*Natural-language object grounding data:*
:::
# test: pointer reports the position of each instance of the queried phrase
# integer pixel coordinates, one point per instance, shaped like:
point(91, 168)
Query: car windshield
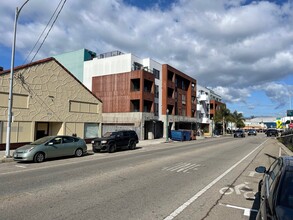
point(286, 195)
point(41, 140)
point(109, 134)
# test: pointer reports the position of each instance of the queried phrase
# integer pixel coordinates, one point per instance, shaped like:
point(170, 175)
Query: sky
point(241, 49)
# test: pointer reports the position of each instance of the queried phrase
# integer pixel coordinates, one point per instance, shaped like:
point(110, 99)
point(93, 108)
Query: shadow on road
point(255, 207)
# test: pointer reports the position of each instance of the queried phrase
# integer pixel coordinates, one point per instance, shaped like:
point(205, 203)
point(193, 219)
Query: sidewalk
point(141, 143)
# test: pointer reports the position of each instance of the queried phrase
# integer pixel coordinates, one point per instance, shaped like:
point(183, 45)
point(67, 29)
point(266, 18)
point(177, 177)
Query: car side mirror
point(260, 169)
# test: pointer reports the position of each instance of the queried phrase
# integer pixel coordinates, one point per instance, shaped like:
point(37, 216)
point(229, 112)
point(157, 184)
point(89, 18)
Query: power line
point(27, 57)
point(49, 30)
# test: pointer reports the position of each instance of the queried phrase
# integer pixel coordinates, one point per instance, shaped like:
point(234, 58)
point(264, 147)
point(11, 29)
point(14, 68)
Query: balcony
point(203, 97)
point(205, 120)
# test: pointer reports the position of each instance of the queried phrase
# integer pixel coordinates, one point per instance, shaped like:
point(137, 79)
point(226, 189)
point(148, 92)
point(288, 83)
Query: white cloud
point(231, 47)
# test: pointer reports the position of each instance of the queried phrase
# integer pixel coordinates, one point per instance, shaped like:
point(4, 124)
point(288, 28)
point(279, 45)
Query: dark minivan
point(272, 132)
point(276, 190)
point(116, 140)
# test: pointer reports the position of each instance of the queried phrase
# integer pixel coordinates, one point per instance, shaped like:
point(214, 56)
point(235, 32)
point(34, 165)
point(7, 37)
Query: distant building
point(208, 102)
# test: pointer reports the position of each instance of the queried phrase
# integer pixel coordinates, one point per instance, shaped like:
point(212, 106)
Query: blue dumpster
point(180, 135)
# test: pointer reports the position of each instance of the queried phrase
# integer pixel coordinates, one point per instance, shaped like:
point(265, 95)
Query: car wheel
point(259, 192)
point(96, 151)
point(112, 148)
point(132, 145)
point(39, 157)
point(78, 152)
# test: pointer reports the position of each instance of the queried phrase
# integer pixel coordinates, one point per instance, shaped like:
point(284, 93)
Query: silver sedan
point(51, 147)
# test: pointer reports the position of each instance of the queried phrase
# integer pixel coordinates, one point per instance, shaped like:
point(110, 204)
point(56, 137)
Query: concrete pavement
point(142, 143)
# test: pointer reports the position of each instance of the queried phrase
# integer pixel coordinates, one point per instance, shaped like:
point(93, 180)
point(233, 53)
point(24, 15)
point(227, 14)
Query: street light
point(167, 126)
point(7, 153)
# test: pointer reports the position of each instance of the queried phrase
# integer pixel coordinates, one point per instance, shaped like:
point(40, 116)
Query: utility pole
point(167, 125)
point(10, 97)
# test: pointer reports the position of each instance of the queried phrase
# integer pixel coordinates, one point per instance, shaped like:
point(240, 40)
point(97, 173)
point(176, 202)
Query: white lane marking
point(252, 173)
point(246, 212)
point(182, 167)
point(20, 166)
point(239, 189)
point(197, 195)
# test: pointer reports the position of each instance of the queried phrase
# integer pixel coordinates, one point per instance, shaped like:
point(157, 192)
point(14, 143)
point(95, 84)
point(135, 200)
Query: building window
point(156, 91)
point(156, 109)
point(137, 66)
point(91, 130)
point(135, 105)
point(135, 85)
point(156, 73)
point(183, 99)
point(183, 111)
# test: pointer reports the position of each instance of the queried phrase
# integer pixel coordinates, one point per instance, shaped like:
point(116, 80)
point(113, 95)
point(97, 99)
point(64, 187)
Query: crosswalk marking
point(182, 167)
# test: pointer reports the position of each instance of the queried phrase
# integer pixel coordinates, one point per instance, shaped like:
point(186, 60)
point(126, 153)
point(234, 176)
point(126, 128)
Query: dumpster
point(180, 135)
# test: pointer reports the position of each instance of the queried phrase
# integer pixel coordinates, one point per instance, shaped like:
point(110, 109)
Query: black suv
point(239, 133)
point(116, 140)
point(272, 132)
point(276, 190)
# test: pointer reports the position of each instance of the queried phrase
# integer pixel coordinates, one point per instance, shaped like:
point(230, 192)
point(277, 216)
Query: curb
point(6, 160)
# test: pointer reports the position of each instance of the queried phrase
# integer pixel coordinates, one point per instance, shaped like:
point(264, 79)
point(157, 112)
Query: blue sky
point(243, 50)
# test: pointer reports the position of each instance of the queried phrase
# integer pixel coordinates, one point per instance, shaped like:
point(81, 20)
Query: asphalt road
point(204, 179)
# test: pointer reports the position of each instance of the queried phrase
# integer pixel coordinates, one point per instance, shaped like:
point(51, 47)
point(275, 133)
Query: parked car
point(239, 133)
point(272, 132)
point(276, 190)
point(51, 147)
point(112, 141)
point(251, 132)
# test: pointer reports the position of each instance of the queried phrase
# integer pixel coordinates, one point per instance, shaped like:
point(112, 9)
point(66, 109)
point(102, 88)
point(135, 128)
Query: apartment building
point(141, 94)
point(208, 102)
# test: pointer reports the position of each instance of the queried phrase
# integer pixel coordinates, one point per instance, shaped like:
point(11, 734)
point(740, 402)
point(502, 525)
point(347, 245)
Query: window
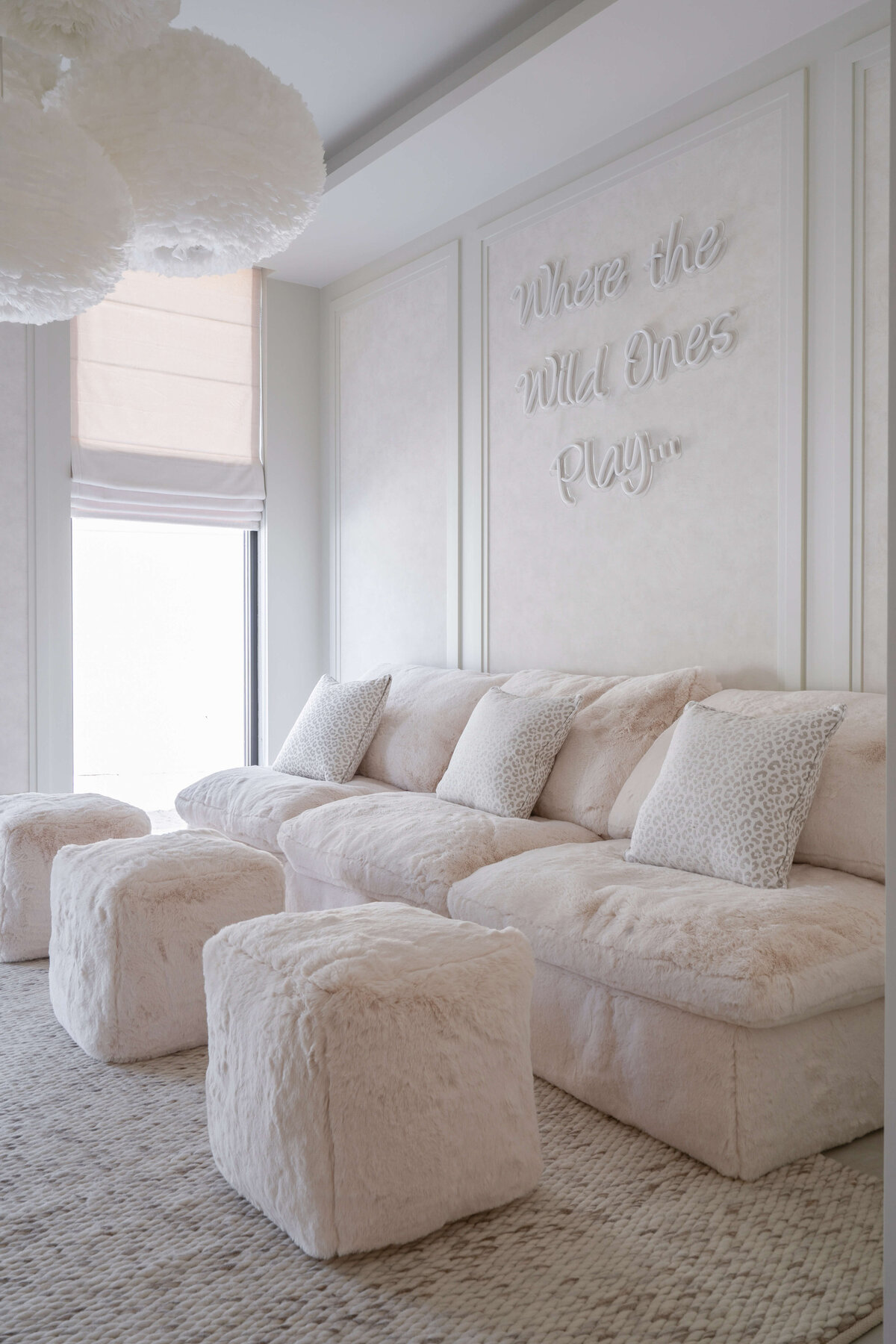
point(167, 497)
point(163, 658)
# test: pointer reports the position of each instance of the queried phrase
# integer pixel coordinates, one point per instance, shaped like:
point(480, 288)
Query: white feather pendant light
point(26, 74)
point(85, 30)
point(223, 161)
point(65, 217)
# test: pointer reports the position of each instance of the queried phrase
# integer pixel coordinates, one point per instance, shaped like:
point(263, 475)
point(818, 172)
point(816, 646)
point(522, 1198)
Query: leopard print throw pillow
:::
Please quote exactly the run of lines that starts the entries and ends at the line containing "point(264, 147)", leaving out every picture.

*Reply to the task:*
# test: pointer reports the position of each instance of the queried phrase
# integer pixel coordinates, one point per instance, shaped like:
point(91, 168)
Query: car windshield
point(286, 195)
point(41, 140)
point(109, 134)
# test: pointer reports the position of each instance of the queried phrase
# integer pixel coordinates, one point per instance, shaped like:
point(170, 175)
Query: sky
point(241, 49)
# test: pointer reports the position of each instance of the queried phrase
# integer pixel coordinates, one point per instance, shaped like:
point(110, 99)
point(93, 108)
Query: shadow on road
point(255, 207)
# test: pointer reports the position of each instance of the queried phrase
# integer pixel coordinates, one point per instance, shaped like:
point(205, 203)
point(193, 219)
Query: sidewalk
point(141, 143)
# test: pointer reports the position of each instance of the queried phrase
# integer pixel coordinates, one point per instance, shaped like:
point(183, 45)
point(67, 29)
point(266, 18)
point(177, 177)
Query: car side mirror
point(260, 169)
# test: pointer reports the position of each instance of the queried phrase
# integer pixel coordinates, one point per instance, shaped like:
point(37, 216)
point(229, 112)
point(157, 184)
point(89, 18)
Query: power line
point(27, 57)
point(49, 30)
# test: pointer reports the position of each instance of the queried phrase
# integer pixel coordinates, one point per instance, shaped like:
point(234, 58)
point(264, 147)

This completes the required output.